> Coordinate annotation entries

----------

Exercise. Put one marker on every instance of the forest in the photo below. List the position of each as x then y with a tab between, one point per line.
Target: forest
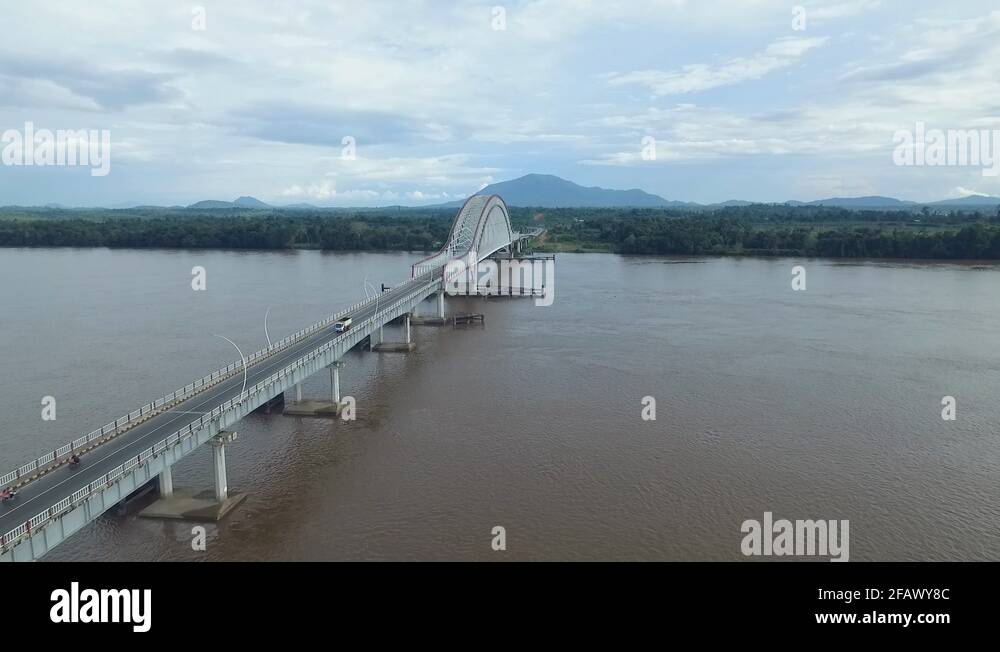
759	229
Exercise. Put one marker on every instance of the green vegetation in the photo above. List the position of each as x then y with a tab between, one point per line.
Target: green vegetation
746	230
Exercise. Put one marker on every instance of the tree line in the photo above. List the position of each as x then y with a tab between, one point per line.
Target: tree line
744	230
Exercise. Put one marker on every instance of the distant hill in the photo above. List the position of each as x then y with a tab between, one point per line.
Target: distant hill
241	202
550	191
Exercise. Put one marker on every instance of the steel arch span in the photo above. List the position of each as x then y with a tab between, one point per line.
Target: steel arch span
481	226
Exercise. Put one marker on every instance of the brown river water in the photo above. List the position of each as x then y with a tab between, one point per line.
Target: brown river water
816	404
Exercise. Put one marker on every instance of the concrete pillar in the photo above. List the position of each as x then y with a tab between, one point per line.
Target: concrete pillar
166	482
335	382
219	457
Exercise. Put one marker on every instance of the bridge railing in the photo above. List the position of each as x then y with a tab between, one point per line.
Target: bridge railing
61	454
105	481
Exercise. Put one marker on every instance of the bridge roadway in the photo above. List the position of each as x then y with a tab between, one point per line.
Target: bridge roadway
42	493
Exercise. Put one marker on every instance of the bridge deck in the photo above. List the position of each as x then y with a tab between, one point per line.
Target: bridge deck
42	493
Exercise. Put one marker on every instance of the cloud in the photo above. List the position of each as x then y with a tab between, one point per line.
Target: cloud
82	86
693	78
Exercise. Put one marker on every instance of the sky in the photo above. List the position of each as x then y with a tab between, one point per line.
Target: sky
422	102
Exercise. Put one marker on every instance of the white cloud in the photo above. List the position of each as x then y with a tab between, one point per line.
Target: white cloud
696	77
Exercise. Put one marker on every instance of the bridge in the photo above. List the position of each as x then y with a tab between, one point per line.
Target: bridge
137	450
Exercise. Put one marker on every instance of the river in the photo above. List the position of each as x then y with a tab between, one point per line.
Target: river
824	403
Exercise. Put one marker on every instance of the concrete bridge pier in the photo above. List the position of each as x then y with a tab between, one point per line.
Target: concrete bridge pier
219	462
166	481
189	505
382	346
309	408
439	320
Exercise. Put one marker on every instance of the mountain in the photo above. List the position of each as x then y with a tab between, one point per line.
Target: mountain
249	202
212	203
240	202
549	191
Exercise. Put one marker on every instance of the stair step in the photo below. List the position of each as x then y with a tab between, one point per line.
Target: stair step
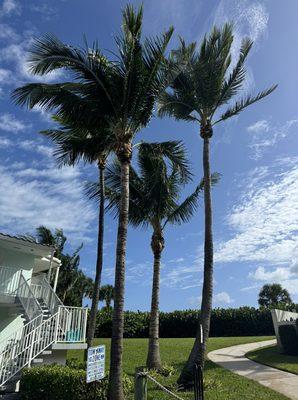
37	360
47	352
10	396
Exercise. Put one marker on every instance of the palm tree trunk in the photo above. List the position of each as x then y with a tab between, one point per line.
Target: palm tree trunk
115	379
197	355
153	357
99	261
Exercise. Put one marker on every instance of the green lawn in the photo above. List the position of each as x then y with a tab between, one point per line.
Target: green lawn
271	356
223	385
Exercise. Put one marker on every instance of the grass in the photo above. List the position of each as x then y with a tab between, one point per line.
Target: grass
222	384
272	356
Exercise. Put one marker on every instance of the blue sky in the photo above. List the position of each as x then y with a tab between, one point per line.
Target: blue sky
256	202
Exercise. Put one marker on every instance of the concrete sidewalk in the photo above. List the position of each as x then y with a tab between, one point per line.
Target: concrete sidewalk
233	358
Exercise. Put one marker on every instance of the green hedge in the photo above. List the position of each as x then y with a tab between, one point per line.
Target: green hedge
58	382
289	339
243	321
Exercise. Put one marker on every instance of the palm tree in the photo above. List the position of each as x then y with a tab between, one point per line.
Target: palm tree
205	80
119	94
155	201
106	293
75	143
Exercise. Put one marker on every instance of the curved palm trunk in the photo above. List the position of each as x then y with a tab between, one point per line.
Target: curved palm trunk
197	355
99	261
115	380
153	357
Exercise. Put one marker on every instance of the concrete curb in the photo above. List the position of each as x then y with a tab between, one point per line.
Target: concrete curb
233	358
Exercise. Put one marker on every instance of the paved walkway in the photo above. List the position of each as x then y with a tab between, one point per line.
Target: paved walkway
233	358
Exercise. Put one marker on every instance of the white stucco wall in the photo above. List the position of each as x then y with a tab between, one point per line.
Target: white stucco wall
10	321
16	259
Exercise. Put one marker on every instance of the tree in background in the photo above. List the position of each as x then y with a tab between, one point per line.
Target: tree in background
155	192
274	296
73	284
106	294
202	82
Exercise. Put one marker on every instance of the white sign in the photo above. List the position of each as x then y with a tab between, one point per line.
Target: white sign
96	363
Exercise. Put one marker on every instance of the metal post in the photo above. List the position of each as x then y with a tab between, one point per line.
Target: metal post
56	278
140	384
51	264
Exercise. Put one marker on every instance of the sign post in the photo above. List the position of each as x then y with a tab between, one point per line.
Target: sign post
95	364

----------

> Stated problem
Leaving the pictures aside, transcribe the entire listing exactly.

> Final result
Exercise. Put one marker on every instance of the forest in the photo below. List the position of each as x then y with a tab between, one point per line.
Target: forest
759	229
Exercise. Put one marker on every instance of the green vegetation in the photo above. List the position of each as x then y with a tab between, one point per line.
Target: green vegetation
746	230
Exercise. Put one marker on every instance of the tree line in the photo above. List the position of each as x then y with a tab between, one point per line.
Target: tree line
744	230
Exercise. Put one marker on every instance of the distant hill in the photo above. List the position of each as x then y with a tab between, one point per line.
Target: distant hill
241	202
550	191
Exercise. Put one marker on every instance of the steel arch span in the photo above. List the position of each as x then y with a tab between, one point per line.
Target: steel arch span
481	226
Exercise. Put one marker on every instance of the brown river water in the photo above. List the position of each as x then y with a tab between, one point per line.
Target: brown river water
816	404
Exercise. Put one marker on every instance of the concrete pillar in the photo above. List the position of each as x then y with a tab between, one point per line.
Target: concrete pillar
166	482
335	382
219	457
Exercise. Put one marker on every instance of the bridge railing in the photo above. List the position of each as x then y with a tab between, one point per line.
Target: bridge railing
61	454
105	481
Exercise. Put one marker on every instance of the bridge roadway in the photo above. List the position of each as x then y with a tab between, one point per line.
Target: bridge roadway
42	493
Exercise. Put one marker on every instance of the bridge deck in the photo above. List the position of each as x then y with a tab between, one point per line.
Target: bridge deck
42	493
Exercise. Put one marker on every instance of the cloud in the photo above. List the position of each as x then y with a tab between, one point per line.
Target: cloud
82	86
693	78
Exercise. Put one marker on every instance of the sky in the photo above. List the position of each as x then y with a tab between, one point per line.
Target: sky
422	102
Exercise. Put one marker on every instance of the white cloud in the photo above. List the position of each as x then y with a tab between, one point per line.
Target: white cloud
696	77
Exercise. Put one marker on every instance of the bridge in the photo above. List the position of each as x then y with a tab between, one point per line.
Target: bridge
137	450
Exercise. Put one marker on every instance of the river in the photo above. List the position of each as x then y with a tab between, one point per line.
Target: river
824	403
Exercise. Put one marker on every instance of the concrete bridge pier in the photo above. List the position of each as x then y with a tab between, one point per line.
Target: concrete bridge pier
219	462
166	481
189	505
382	346
309	408
439	320
Exercise. Put one marker on every instance of the mountain in the photo above. List the position of each as x then y with a tab between, one point per line.
Target: mountain
249	202
212	203
240	202
549	191
Exercise. Put one marker on every instance of the stair step in the photo below. List the position of each as x then y with a tab between, one point per line.
Target: stair step
37	360
47	352
10	396
Exercise. Put one marker on every instance of the palm tree trunk in the photo above. List the position of each as x then y with a tab between, one point per line.
Target: palm tree trunk
115	379
197	355
153	357
99	261
Exercise. Put one marker on every instance of the green lawn in the photo above. List the position of each as x then y with a tab between, one point per line.
Target: green lawn
271	356
223	385
Exercise. Put one marker on every instance of the grass in the photo above. List the position of each as x then y with a tab between, one point per line.
Target: grass
222	384
272	356
Exercise. Put one marker on every instance of the blue sky in the photo above. List the position of each as x then y with a tab between, one point per line.
Target: blue sky
256	202
Exercise. Put one marker on every instance of the concrete sidewalk in the photo above. List the position of each as x then y with a tab between, one point per line.
Target: concrete sidewalk
233	358
Exercise. Put one marker on every instance of the green hedge in the photo above. List the position of each as x then y with a tab between, one point per line.
Target: green hedge
58	382
289	339
243	321
Exercise. Put one marker on every instance of the palm tree in the photo above. List the position of each as x then y with a tab between, one point per line.
Target: palm tree
205	80
119	94
155	201
106	293
75	143
Exercise. Put one marker on every instance of the curved palm trunk in the photo above. List the position of each as x then y with a tab between, one point per line.
Target: curved palm trunk
197	355
99	261
115	380
153	357
Exercise. Put one marker on every instance of the concrete curb in the photo above. List the position of each as x then y with a tab between, one point per line.
Target: concrete curb
233	358
Exercise. Put one marker on every instance of the paved walkway in the photo above. List the position of each as x then y with a tab between, one point per line.
Target: paved walkway
233	358
Exercise. Put one marker on every instance of the white stucco wall in the photo above. List the position of each as x then y with a tab between, one point per line.
Target: white stucco wall
10	321
16	259
Exercise. Put one marker on every instance of the tree in background in the photo above. List the position of each as x then y with a tab between, one point per line.
Target: tree in background
155	192
274	296
73	284
106	294
202	82
Exercise. Put one marker on every instance of the white sign in the photo above. List the position of each as x then y with a tab between, one point per line.
Target: white sign
96	363
Exercise. Put one marker on every instance of the metal post in the photo above. List the position of each as x then y with a tab between, one point per line.
Target: metal post
56	278
140	384
51	264
Exercise. Put one marker on every instance of the sign post in the photo above. List the position of each as x then y with a tab between, one point per line.
Target: sign post
95	364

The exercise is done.